_Exercise requirements_:
Could you find every line in the records below that contains the word "dirt" and copy it?

_Available data_:
Content starts

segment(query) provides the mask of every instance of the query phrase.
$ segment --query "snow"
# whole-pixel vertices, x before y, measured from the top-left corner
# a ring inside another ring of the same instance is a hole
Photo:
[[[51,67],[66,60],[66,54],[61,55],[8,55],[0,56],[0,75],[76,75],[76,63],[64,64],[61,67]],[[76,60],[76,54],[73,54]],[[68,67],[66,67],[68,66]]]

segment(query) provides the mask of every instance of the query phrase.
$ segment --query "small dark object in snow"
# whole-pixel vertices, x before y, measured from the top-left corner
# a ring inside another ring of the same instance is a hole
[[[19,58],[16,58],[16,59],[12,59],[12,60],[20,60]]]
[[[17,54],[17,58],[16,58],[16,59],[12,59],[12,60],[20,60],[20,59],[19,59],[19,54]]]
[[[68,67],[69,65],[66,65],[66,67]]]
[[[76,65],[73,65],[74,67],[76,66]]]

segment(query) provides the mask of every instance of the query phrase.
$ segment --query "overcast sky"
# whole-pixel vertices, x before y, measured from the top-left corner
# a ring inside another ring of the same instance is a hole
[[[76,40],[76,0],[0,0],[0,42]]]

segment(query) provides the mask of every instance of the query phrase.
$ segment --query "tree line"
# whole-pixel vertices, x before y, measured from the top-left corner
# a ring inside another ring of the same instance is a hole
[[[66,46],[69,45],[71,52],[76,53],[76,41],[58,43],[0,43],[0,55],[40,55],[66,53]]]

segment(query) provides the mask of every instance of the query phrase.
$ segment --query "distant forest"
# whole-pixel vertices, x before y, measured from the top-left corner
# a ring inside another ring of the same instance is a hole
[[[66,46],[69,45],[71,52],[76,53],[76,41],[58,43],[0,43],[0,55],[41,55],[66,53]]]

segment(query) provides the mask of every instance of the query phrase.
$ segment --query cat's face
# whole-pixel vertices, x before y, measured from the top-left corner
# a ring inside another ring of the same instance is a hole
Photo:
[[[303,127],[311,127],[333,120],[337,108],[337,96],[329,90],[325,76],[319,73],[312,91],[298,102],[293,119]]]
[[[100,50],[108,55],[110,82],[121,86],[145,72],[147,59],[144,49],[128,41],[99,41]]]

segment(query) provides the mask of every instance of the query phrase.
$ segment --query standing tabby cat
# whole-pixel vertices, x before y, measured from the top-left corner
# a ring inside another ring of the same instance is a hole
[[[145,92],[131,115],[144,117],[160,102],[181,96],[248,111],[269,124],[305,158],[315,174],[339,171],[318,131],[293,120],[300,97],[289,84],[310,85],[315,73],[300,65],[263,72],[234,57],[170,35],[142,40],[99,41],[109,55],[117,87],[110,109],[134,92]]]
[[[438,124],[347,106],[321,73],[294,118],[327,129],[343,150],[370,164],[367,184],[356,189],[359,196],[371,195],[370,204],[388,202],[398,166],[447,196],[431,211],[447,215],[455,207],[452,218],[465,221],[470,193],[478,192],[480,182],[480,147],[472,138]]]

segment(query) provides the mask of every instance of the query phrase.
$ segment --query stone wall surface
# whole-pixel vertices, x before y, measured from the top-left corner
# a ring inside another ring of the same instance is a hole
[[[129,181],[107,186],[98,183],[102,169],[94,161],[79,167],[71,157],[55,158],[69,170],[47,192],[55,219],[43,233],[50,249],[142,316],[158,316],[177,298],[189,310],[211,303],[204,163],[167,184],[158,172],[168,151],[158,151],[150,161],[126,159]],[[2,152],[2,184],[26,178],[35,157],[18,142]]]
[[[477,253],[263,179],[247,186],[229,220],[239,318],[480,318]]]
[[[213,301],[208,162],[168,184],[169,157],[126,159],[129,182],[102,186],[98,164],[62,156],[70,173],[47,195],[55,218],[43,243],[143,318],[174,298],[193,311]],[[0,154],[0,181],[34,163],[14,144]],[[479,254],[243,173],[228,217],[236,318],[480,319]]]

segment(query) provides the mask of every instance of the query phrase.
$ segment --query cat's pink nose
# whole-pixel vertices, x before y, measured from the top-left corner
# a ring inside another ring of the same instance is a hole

Content ends
Content starts

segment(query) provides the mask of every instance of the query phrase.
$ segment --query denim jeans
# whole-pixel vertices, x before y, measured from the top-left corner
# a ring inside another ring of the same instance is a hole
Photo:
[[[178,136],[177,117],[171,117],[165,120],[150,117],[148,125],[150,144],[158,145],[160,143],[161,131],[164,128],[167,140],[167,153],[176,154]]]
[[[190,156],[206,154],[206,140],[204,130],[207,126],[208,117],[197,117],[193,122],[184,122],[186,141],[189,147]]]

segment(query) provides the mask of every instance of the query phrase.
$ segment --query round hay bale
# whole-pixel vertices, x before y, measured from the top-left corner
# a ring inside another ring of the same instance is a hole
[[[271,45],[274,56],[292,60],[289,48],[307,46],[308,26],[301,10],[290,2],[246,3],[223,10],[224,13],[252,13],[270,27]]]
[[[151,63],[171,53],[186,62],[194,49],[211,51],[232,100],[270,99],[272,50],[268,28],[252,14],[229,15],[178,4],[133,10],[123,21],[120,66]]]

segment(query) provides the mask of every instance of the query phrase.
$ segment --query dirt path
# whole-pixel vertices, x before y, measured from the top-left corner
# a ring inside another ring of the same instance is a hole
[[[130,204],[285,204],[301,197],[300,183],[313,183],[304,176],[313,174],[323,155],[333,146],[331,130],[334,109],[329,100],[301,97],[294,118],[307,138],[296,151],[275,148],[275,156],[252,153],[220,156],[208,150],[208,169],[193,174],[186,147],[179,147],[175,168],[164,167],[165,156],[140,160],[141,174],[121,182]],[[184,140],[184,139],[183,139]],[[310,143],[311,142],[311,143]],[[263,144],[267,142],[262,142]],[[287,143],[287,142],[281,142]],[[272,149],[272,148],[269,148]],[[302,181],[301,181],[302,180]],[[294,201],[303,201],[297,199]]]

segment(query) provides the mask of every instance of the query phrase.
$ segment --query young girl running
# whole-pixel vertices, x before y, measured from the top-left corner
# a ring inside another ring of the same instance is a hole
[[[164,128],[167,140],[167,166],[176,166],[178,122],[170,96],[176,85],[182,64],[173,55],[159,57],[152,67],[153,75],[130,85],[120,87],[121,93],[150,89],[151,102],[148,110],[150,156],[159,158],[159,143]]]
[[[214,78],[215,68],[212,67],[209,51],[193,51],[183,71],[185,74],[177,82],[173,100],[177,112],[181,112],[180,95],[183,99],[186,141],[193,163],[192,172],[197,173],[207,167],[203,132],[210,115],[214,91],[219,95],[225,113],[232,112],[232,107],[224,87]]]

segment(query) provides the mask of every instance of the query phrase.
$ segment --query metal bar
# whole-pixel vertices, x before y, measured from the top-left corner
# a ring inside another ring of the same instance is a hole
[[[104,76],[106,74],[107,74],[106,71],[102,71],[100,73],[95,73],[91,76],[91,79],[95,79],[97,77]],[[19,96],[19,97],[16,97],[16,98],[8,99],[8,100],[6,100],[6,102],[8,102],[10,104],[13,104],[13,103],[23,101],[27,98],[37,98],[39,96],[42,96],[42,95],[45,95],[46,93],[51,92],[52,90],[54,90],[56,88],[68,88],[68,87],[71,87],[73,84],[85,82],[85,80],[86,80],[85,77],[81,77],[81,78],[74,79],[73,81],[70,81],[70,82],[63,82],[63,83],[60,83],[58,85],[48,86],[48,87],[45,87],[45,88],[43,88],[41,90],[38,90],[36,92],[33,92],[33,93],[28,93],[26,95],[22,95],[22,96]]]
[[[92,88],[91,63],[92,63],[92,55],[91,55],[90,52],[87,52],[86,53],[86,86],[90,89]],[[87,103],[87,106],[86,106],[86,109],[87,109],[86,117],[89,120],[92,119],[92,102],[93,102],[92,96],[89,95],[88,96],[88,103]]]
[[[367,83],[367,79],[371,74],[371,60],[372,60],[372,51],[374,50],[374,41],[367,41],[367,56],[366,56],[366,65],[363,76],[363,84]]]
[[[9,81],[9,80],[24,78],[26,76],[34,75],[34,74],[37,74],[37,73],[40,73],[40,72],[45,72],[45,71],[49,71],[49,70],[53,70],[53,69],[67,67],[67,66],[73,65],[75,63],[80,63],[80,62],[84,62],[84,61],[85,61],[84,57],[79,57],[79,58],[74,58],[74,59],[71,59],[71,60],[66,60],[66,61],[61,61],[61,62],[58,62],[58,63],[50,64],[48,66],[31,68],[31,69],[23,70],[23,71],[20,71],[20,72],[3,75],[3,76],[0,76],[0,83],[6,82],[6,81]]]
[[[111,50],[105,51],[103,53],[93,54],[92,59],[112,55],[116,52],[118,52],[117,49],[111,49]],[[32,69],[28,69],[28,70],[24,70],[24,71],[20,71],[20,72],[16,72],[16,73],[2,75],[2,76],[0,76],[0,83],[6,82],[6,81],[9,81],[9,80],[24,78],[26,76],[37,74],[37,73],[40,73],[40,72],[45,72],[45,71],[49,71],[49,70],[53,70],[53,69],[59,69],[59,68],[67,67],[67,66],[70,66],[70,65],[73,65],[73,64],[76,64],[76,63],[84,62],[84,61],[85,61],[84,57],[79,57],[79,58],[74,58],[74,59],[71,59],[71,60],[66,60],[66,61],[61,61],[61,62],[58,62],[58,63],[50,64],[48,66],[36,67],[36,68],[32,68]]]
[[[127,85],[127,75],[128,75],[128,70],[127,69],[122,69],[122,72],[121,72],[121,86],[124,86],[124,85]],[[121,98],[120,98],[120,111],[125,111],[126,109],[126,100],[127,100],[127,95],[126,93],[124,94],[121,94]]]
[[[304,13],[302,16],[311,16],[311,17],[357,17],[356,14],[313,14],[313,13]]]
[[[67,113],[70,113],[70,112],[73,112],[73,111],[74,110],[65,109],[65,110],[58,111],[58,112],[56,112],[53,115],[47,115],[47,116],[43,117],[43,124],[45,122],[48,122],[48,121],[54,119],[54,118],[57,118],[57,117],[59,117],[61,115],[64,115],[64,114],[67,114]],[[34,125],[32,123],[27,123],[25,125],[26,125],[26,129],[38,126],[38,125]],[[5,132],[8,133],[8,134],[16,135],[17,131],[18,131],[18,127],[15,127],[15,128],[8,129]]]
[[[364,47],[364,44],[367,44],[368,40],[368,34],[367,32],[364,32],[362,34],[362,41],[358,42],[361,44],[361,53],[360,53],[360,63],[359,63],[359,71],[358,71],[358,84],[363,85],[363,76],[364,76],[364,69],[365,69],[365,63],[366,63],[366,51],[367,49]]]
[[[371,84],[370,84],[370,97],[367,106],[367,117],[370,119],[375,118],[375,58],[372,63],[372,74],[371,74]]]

Content ends
Content starts

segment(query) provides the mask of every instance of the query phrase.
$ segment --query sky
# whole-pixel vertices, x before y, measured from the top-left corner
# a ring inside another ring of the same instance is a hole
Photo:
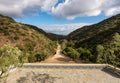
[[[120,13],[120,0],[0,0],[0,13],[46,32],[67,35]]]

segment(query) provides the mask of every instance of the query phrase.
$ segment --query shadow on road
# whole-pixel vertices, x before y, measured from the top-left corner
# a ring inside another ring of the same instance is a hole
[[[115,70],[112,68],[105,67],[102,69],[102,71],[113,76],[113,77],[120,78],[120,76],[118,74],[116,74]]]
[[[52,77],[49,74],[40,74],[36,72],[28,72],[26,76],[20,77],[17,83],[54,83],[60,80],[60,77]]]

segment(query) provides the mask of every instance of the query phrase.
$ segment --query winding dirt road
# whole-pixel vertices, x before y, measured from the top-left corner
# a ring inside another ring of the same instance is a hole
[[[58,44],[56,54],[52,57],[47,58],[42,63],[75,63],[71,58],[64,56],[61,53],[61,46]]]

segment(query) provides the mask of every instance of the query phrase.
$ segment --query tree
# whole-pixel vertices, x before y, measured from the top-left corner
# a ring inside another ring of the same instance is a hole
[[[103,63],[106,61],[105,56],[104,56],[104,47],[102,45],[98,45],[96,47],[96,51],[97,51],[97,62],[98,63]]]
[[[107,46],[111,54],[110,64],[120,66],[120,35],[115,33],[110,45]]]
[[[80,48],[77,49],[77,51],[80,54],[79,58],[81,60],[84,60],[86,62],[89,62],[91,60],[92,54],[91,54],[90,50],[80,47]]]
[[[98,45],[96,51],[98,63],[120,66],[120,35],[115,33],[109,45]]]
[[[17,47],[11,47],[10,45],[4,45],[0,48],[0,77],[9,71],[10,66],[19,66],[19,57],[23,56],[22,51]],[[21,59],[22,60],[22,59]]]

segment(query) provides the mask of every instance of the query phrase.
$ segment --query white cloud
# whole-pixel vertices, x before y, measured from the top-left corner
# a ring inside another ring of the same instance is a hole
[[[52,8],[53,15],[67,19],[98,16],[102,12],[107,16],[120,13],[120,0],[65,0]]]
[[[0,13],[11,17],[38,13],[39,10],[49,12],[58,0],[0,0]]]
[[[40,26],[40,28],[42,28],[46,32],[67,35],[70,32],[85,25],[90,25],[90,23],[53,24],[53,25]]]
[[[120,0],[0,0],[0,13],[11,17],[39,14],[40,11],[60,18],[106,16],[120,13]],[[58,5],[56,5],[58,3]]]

Content ends

_Result of the task_:
$ segment --query dirt path
$ segment --query winding dirt road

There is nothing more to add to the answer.